◆ SOURCE EXTRACT:

▼

AI tools like ChatGPT can generate essays. And, as my little thought experiment demonstrated, many people cannot distinguish the words that I put together from the words assembled by ChatGPT. (I assure you, this is Josh typing–or is it?) But did you know that similar technology can also answer multiple choice questions?
My frequent co-authors, Mike Bommarito and Dan Katz utilized a different software tool from OpenAI, known as GPT-3.5, to answer the multiple choice questions on the Multistate Bar Examination (MBE). If there are four choices, the “baseline guessing rate” would be 25%. With no specific training, GPT scored an overall accuracy rate of 50.3%. That’s better than what many law school graduates can achieve. And in particular, GPT reached the average passing rate for two topics: Evidence and Torts. (I’ll let Evidence or Torts scholars speculate about why those topics may be easier for AI.) Here is a summary of the results from their paper:
The table and figure clearly show that GPT is not yet passing the overall multiple choice exam. However, GPT is significantly exceeding the baseline random chance rate of 25%. Furthermore, GPT has reached the average passing rate for at least two categories, Evidence and Torts. On average across all categories, GPT is trailing human test-takers by approximately 17%. In the case of Evidence, Torts, and Civil Procedure, this gap is negligible or in the single digits; at 1.5 times the standard error of the mean across our test runs, GPT is already at parity with humans for Evidence questions. However, for the remaining categories of Constitutional Law, Real Property, Contracts, and Criminal Law, the gap is much more material, rising as high as 36% in the case of Criminal Law.

▲

◆ EXTRACTED ENTRIES:

▼

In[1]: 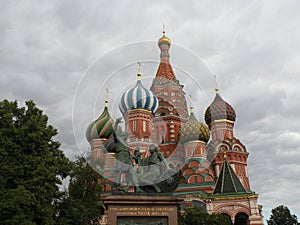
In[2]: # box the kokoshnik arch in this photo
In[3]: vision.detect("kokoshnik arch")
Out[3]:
[86,32,263,225]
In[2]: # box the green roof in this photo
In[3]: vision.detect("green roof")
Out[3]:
[213,158,246,194]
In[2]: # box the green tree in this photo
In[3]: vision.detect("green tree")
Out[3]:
[0,100,70,225]
[267,205,299,225]
[178,208,232,225]
[57,157,103,225]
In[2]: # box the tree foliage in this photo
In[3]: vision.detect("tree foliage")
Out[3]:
[0,100,70,225]
[178,208,232,225]
[57,157,103,225]
[267,205,300,225]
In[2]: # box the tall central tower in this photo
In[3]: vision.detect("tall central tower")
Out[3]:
[150,31,188,156]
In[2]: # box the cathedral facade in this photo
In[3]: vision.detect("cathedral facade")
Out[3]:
[86,32,263,225]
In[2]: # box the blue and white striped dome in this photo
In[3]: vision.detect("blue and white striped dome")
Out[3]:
[119,80,158,114]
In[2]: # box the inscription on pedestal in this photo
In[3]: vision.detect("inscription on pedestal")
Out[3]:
[104,195,181,225]
[117,216,168,225]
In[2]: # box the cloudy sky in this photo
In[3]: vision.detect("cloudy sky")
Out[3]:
[0,0,300,219]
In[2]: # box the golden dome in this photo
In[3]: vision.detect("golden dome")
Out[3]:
[158,31,171,45]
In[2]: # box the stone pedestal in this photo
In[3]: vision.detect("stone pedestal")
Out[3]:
[103,194,182,225]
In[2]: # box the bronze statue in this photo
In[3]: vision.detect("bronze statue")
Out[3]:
[113,118,180,193]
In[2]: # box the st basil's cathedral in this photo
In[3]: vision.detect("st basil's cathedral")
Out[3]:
[86,32,263,225]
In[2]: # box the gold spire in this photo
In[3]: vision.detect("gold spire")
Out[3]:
[137,62,142,80]
[105,88,109,107]
[214,74,219,93]
[189,94,194,114]
[223,150,227,159]
[158,23,171,45]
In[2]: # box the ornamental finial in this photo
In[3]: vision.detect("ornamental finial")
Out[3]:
[223,150,227,159]
[189,94,194,113]
[214,74,219,93]
[105,88,109,107]
[137,62,142,80]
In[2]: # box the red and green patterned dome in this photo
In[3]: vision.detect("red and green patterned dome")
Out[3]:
[205,93,236,127]
[180,113,210,143]
[85,105,113,142]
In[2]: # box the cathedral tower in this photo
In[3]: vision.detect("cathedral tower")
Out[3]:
[205,88,250,191]
[150,31,188,156]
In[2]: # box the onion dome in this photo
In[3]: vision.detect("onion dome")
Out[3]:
[119,64,158,114]
[180,109,210,143]
[158,31,171,46]
[205,89,236,127]
[85,96,113,142]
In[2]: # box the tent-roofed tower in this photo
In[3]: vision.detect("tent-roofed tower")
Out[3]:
[150,31,188,156]
[205,88,250,191]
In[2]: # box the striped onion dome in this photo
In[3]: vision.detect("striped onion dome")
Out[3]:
[205,92,236,127]
[119,73,158,114]
[85,101,113,142]
[180,112,210,143]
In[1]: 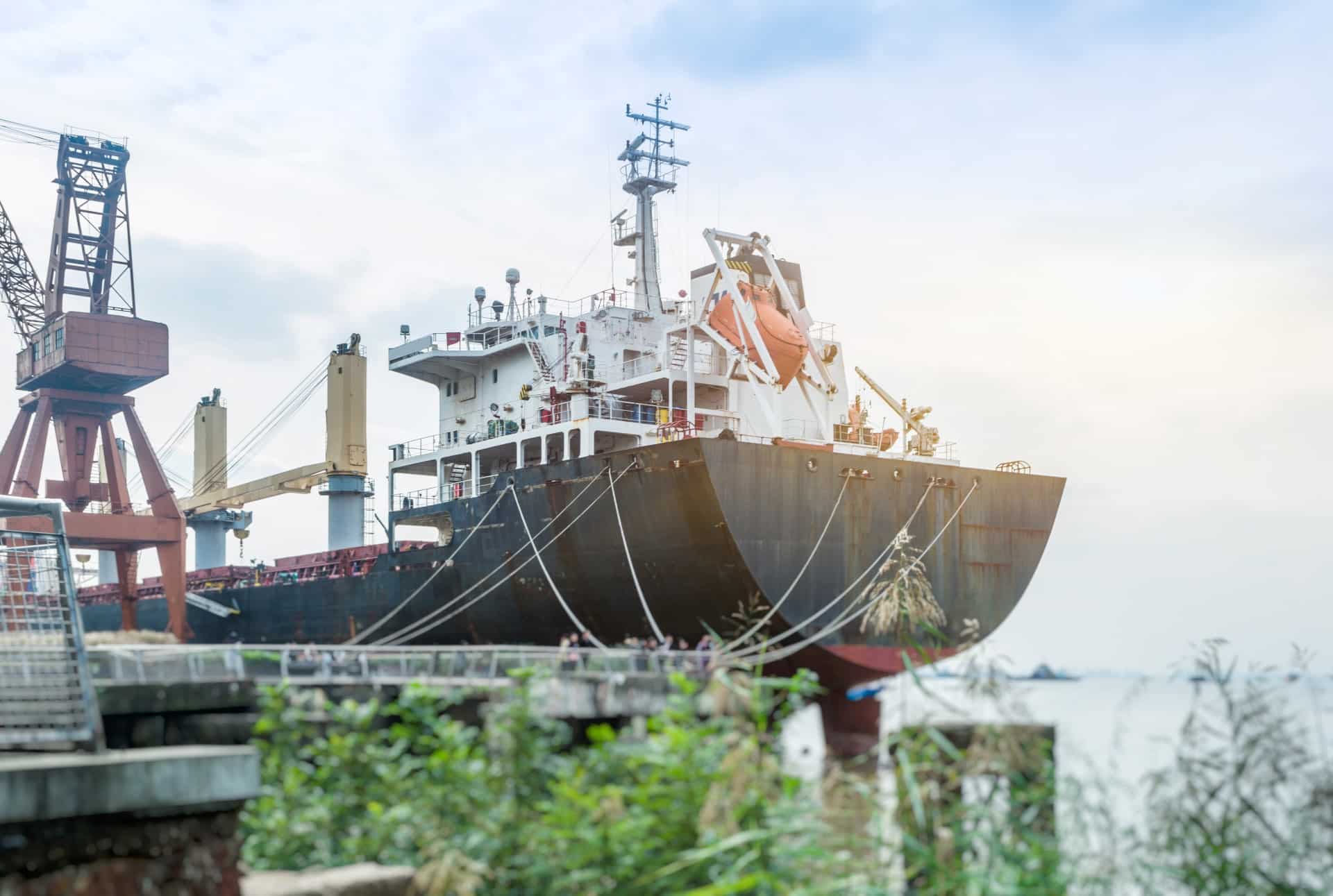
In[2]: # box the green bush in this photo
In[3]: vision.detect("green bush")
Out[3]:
[242,645,1333,896]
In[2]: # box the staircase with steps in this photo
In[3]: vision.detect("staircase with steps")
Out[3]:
[524,339,556,382]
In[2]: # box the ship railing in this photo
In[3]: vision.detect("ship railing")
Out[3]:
[588,395,666,427]
[430,289,664,350]
[393,473,500,511]
[88,644,716,684]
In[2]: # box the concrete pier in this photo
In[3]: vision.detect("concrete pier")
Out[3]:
[0,747,258,896]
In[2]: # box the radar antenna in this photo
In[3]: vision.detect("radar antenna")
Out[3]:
[616,93,689,314]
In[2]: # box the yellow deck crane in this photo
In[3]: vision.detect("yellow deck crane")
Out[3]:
[180,333,369,569]
[856,366,940,457]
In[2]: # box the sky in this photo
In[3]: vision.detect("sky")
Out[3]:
[0,0,1333,670]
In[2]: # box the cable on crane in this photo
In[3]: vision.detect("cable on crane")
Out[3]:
[125,411,194,489]
[746,482,980,663]
[607,459,664,644]
[730,479,934,659]
[186,359,328,496]
[509,474,610,652]
[348,485,504,644]
[0,119,60,146]
[376,466,629,645]
[721,476,852,653]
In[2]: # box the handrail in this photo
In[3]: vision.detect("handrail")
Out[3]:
[88,644,717,685]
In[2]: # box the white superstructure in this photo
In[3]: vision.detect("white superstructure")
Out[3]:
[389,97,956,509]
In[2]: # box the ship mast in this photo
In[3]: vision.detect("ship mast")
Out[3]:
[613,93,689,314]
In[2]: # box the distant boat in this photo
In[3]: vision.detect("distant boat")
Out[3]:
[1028,663,1078,682]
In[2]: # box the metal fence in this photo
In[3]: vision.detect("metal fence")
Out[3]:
[0,496,101,748]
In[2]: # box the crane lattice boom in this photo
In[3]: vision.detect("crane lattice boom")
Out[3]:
[0,205,47,340]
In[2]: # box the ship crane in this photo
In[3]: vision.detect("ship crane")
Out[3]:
[0,120,191,640]
[856,366,940,457]
[180,333,369,569]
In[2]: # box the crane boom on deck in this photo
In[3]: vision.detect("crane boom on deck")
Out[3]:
[856,366,940,455]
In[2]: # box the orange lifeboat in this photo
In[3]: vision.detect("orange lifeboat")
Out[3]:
[708,280,810,388]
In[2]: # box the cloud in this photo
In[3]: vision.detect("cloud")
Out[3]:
[0,0,1333,668]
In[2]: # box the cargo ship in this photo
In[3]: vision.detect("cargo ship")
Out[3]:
[81,97,1065,741]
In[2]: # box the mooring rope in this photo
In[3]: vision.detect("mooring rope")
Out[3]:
[348,492,504,644]
[721,476,852,653]
[730,479,936,659]
[510,464,610,652]
[728,482,978,663]
[607,460,666,644]
[376,466,629,644]
[375,472,605,644]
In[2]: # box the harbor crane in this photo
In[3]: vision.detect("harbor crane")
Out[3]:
[856,366,940,457]
[0,120,191,640]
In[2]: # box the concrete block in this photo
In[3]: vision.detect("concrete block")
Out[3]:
[242,863,416,896]
[0,747,258,824]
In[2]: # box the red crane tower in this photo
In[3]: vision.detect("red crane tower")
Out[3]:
[0,120,191,640]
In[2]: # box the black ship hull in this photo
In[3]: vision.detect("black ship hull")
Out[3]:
[83,439,1065,686]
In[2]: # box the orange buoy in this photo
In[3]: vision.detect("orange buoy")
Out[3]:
[708,280,810,388]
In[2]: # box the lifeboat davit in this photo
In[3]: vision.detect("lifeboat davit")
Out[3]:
[708,281,810,388]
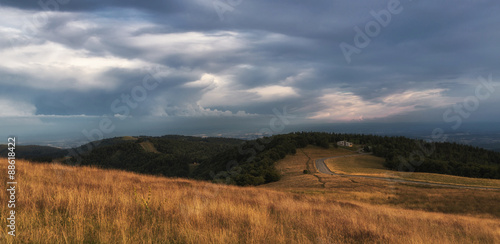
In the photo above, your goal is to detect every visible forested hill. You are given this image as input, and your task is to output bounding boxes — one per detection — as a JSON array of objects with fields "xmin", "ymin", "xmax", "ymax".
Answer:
[
  {"xmin": 0, "ymin": 132, "xmax": 500, "ymax": 185},
  {"xmin": 193, "ymin": 132, "xmax": 500, "ymax": 185},
  {"xmin": 72, "ymin": 135, "xmax": 243, "ymax": 177}
]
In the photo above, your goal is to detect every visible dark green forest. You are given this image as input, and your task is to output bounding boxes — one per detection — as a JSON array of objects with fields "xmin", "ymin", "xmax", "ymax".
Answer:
[{"xmin": 0, "ymin": 132, "xmax": 500, "ymax": 186}]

▲

◆ WHAT YOU NEED TO DO:
(a) According to the bar exam passage, what overall accuracy rate did GPT score on the multiple choice questions?
(b) Say whether each statement agrees with the bar exam passage, and quote the words of the passage that decide it: (i) GPT reached the average passing rate in Evidence and Torts. (ii) GPT is passing the overall multiple choice exam. (iii) GPT's largest gap behind human test-takers is in Contracts.
(c) Continue the bar exam passage from its last sentence.
The rows come from a different source than the bar exam passage.

◆ OUTPUTS FOR THE TASKS:
(a) GPT scored an overall accuracy rate of 50.3%.

(b)
(i) Yes: "GPT reached the average passing rate for two topics: Evidence and Torts."
(ii) No: "GPT is not yet passing the overall multiple choice exam."
(iii) No: "rising as high as 36% in the case of Criminal Law."

(c)
In this graphic, the blue area indicates the NCBE student average, and the red area indicates the top choice generated by GPT. As you can see, for Evidence in particular, the machine is just about ready to beat man. Objection overruled. Resistance is futile.
The authors, who are leaders in this field, were extremely surprised by their results. They expect a similar tool to be able to pass the MBE somewhere between 18 months from now, and tomorrow:
Overall, we find that GPT-3.5 significantly exceeds our expectations for performance on this task. Despite thousands of hours on related tasks over the last two decades between the authors, we did not expect GPT-3.5 to demonstrate such proficiency in a zero-shot settings with minimal modeling and optimization effort. While our ability to interpret how or why GPT-3.5 chooses between candidate answers is limited by understanding of LLMs and the proprietary nature of GPT, the history of similar problems strongly suggests that an LLM may soon pass the Bar. Based on anecdotal evidence related to GPT-4 and LAION’s Bloom family of models, it is quite possible that this will occur within the next 0-18 months.